Stated exercise: Please rewrite the listing below with every "bounding box" changed to "enclosing rectangle" and everything else left as it is.

Material for this exercise:
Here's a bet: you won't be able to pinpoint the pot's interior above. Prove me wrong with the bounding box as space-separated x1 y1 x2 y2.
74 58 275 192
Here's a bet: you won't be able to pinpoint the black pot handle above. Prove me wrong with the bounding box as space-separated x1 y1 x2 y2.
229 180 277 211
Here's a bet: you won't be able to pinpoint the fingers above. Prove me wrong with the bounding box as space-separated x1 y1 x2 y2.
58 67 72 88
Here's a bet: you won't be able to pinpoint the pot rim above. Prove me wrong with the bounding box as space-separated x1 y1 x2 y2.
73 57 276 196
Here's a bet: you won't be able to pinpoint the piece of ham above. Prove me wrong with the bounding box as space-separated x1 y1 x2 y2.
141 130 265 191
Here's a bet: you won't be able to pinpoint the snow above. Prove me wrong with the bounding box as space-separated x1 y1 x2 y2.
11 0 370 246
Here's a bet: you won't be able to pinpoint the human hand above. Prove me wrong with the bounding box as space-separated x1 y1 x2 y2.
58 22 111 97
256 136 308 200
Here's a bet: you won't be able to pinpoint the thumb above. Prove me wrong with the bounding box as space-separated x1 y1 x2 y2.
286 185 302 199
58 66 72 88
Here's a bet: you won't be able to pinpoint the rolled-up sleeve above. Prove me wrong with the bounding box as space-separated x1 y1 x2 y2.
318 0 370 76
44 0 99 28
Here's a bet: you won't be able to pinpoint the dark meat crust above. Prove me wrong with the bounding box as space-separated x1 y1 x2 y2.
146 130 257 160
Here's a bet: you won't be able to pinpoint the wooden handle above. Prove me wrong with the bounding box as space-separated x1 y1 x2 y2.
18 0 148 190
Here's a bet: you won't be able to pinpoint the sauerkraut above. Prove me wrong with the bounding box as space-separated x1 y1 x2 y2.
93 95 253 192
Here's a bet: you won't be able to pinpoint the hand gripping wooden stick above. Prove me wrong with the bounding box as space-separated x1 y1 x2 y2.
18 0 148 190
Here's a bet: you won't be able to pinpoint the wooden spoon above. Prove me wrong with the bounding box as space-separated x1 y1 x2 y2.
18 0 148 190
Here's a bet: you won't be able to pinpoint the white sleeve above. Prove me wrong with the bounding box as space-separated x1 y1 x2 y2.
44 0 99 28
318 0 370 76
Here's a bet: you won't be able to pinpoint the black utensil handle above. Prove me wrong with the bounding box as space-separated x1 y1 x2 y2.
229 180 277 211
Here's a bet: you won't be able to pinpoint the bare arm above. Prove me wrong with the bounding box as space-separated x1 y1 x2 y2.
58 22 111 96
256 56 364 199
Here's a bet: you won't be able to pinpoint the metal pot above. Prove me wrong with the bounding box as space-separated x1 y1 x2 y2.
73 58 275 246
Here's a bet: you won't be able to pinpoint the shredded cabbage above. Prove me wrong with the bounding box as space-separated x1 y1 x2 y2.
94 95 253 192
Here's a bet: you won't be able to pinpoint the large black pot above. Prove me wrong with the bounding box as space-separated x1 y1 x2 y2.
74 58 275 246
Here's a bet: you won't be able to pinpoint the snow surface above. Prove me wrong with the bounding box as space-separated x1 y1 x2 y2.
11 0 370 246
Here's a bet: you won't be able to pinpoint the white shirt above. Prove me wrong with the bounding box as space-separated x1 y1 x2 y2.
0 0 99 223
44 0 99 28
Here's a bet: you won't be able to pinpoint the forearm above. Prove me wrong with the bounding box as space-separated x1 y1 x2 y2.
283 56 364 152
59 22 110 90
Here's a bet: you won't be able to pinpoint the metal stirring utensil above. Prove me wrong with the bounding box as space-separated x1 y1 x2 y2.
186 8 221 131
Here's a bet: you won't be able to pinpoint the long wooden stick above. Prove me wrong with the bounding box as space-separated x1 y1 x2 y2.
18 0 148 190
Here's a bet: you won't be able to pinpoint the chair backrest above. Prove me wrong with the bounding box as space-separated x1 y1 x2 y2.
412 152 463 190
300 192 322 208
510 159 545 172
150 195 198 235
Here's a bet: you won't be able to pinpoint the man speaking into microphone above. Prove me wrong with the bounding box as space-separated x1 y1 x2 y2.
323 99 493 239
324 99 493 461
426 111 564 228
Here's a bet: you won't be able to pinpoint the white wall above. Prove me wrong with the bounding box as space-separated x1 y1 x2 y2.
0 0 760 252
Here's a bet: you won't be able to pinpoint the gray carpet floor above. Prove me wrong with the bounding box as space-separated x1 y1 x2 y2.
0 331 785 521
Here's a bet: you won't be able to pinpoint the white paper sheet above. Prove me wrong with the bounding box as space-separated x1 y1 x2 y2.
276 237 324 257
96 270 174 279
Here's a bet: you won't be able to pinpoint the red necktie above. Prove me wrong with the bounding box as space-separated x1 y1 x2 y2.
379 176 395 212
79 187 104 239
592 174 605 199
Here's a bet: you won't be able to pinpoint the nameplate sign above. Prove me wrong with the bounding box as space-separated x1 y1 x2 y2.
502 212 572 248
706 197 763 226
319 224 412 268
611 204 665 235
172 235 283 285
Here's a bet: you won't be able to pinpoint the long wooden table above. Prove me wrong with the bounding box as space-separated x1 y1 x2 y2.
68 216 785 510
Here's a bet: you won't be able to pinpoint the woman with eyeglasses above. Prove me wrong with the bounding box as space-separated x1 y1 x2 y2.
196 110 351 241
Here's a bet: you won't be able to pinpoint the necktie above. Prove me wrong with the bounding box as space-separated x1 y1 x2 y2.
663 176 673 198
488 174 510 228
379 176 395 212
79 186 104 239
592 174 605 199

Solution to this task:
Here's a bet: you won't be able to pinpoint the pot's interior above. Prove me wrong with the enclosing rectangle as space-separated x1 y1 x2 y2.
74 58 275 192
Here's a bet: you won't be able to pinpoint the black pot handle above. Prove me wrong with the enclosing rectangle as space-separated x1 y1 x2 y2.
229 180 277 211
Here's a bet: you won't be able to pinpoint the fingers above. Prove me wrong with the enclosing rectangle as space-separated x1 y1 x2 y2.
58 67 72 88
Here's a bet: you won't be able to pinpoint the pot rim above. Prove me wrong with the enclosing rectangle as space-separated x1 y1 x2 y2.
73 57 276 196
Here's a bet: you won't be able to pinpoint the piece of ham above. Prove me wrong with the enclosing rectangle as space-separated x1 y1 x2 y2.
141 130 265 191
Here's a bet: you won't be able to pinpoint the snow above. Prove me wrong with the enclosing rectangle as space-separated x1 y1 x2 y2.
11 0 370 246
Here's a bet: you won't be able to pinpoint the human hand above. Prove me wrong with the enclosing rectangle as space-separated x1 y1 x2 y2.
58 22 111 97
256 136 308 200
Here's a bet: you won't be able to pinpoint the thumb above. Prove me wrong with the enclosing rectangle as space-separated x1 y1 x2 y2.
286 185 302 199
58 66 72 88
Here's a bet: you won't be able to pinpoint the rolled-up sleeve above. Prove me wrong with the enclosing rectangle as space-separated x1 y1 x2 y2.
318 0 370 76
44 0 99 28
Here's a bet: you won't be able to pinpoint the dark meat crust above. Prove me wrong with the enclosing rectangle as space-separated x1 y1 x2 y2.
146 130 257 160
Here's a bet: you won't be able to pinpoint the wooden handle above. Prove me wrong with the enclosing rectangle as space-separated x1 y1 x2 y2.
18 0 148 190
Here's a bet: you won't be able to pinpoint the sauerkraut above. Prove me wrong with the enclosing rectangle as space-separated x1 y1 x2 y2.
93 95 253 192
Here's a bet: you won't be able to pinpoint the hand gripping wooden stick above. Prove me wrong with the enclosing rectangle as space-separated x1 y1 x2 y2.
18 0 148 190
Here's a bet: you won't be able to pinpoint the wooden spoon above. Prove me wrong with the enclosing rectangle as space-separated x1 y1 x2 y2.
18 0 148 190
Here's a bet: you won't be able to pinpoint the white sleeve above. Prove me wrong with the enclosing rectangle as space-separated x1 y1 x2 y2.
44 0 99 28
318 0 370 76
Here's a bet: you won't be able to pinpoint the black utensil handle above. Prove me wrong with the enclosing rectangle as space-separated x1 y1 x2 y2.
229 180 277 211
Here's a bet: you won't be able to pinpoint the bare arm above. Prove me wrong with the enclosing rectangle as space-separated x1 y1 x2 y2.
58 22 111 96
256 56 364 199
Here's a bet: you won't be able to pinpoint the metal pot above. Prove me wrong with the enclosing rectangle as space-separated x1 y1 x2 y2.
73 58 275 246
Here's a bet: you won't be able to pinpoint the shredded cabbage above. Prove me wrong with the enclosing rectangle as space-separated x1 y1 x2 y2.
94 95 253 192
Here's a bet: you won't be able to pinpoint the large black pot above. Prove me wrong with the enclosing rectangle as space-separated x1 y1 x2 y2.
74 58 275 246
Here's a bet: you won't be able to pinpoint the snow surface above. Prove me wrong with the enclosing rectangle as space-separated x1 y1 x2 y2.
11 0 370 246
Here's a bet: you won't be able to pinpoint the white shirt above. Prove me wrong with the enclosing rectangle as space-separated x1 y1 x2 y2.
0 0 99 223
44 0 99 28
Here's a bet: you won't be able to pinpoint the forearm above. Prove me wrong with the enclosing rectangle as space-separated x1 y1 x2 y2.
283 56 364 152
59 22 110 90
Here's a bet: you won't be able to pinpoint the metal stirring utensil above. Prove me wrong with the enclosing rectangle as space-separated x1 y1 x2 y2.
186 8 221 131
Here's a bet: you won't be able to pinpoint the long wooden stick above. Prove me wrong with the enclosing rectangle as space-separated x1 y1 x2 y2.
18 0 148 190
Here's a bet: you won't be able to pinpoint the chair backrest above. Prove me wrong with the enclosing rectangle as space-separated x1 y1 x2 y2.
412 152 463 190
300 192 322 208
510 159 545 172
150 195 198 235
Here's a bet: you won't be able to pinpoint the man speaking into microphone above. Prove me wrong with the enclosing rectangle as space-separated x1 y1 x2 y2.
323 99 493 239
324 99 493 461
426 111 564 228
Here's a bet: you won't be able to pinpoint the white wall above. Prove me wrong with the enclosing rectangle as space-separated x1 y1 x2 y2.
0 0 760 252
Here's a bet: you won't be able to pinpoint the gray carpet floor above. Prove me wrong with the enclosing rectangle as space-separated x1 y1 x2 y2.
0 331 785 521
Here's a bet: you won't be able to pinpoint the white paper sheet above. Prove me wrong with the enclosing rectangle as space-separated x1 y1 x2 y2.
276 237 324 257
96 270 174 279
Here's a bet: you won't be able to pinpoint the red necktie above. Prove me wrong with the enclosing rectangle as space-separated x1 y1 x2 y2.
379 176 395 212
79 187 104 239
592 174 605 199
Here's a bet: you won't be able to pinpoint the nameplate sign above. Prove me wrong with the enclosing rectangle as space-separated x1 y1 x2 y2.
502 212 572 248
706 197 763 226
319 224 412 268
611 204 665 235
172 235 283 285
Here's a bet: you won't be able to pinpoint the long wooden table above. Prove me wrong with the enclosing rectangle as space-separated x1 y1 x2 y2.
68 216 785 510
Here's a bet: you won't be able to pinpoint the woman with eyeglasses above. Prove me wrong with the enclosing rectangle as space-separated x1 y1 x2 y2.
196 110 351 241
Here's a bet: you won't be able to pinpoint the necktie above. Prove me wrong with the enclosing rectangle as space-separated x1 y1 x2 y2.
663 176 673 198
488 174 510 228
379 176 395 212
79 186 104 239
592 174 605 199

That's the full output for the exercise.